— START Entries supplied —

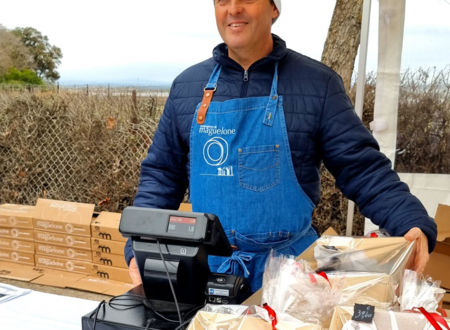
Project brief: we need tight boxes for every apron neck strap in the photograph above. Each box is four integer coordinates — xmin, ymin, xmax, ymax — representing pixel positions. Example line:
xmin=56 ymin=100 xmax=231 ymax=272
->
xmin=263 ymin=62 xmax=278 ymax=126
xmin=197 ymin=64 xmax=222 ymax=125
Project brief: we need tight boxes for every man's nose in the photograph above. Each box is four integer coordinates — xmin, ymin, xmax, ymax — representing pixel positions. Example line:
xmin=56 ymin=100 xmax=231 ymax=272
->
xmin=228 ymin=0 xmax=244 ymax=16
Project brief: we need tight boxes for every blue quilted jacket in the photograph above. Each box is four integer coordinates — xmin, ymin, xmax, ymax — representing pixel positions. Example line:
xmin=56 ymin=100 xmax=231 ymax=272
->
xmin=125 ymin=35 xmax=436 ymax=262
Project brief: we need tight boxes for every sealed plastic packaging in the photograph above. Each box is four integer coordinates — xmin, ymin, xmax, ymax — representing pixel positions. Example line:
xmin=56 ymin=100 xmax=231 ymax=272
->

— END Entries supplied —

> **Written instruction**: Reproduce the items above verbatim, from their beginning through the line containing "xmin=125 ymin=35 xmax=436 ymax=262", including that line. Omit the pictures.

> **Exercise output**:
Project brief: we need tight boxes for every apron neck strap in the photograph above. Each box is four integer coordinates — xmin, ymin, xmax, ymax — representing pixel positions. Example line:
xmin=56 ymin=100 xmax=231 ymax=272
->
xmin=263 ymin=62 xmax=278 ymax=126
xmin=197 ymin=64 xmax=222 ymax=125
Project brief: we need tight boxes for every man's nose in the photograph above. Each box is four integer coordinates — xmin, ymin, xmax, ymax — representing pixel positions. Example line:
xmin=56 ymin=100 xmax=231 ymax=272
->
xmin=228 ymin=0 xmax=244 ymax=16
Project brief: we need tight boxes for every blue quilted jacket in the photograph above. Each box is four integer coordinates — xmin, ymin, xmax, ymax — representing pixel positions. Example line:
xmin=56 ymin=100 xmax=231 ymax=272
->
xmin=125 ymin=35 xmax=436 ymax=262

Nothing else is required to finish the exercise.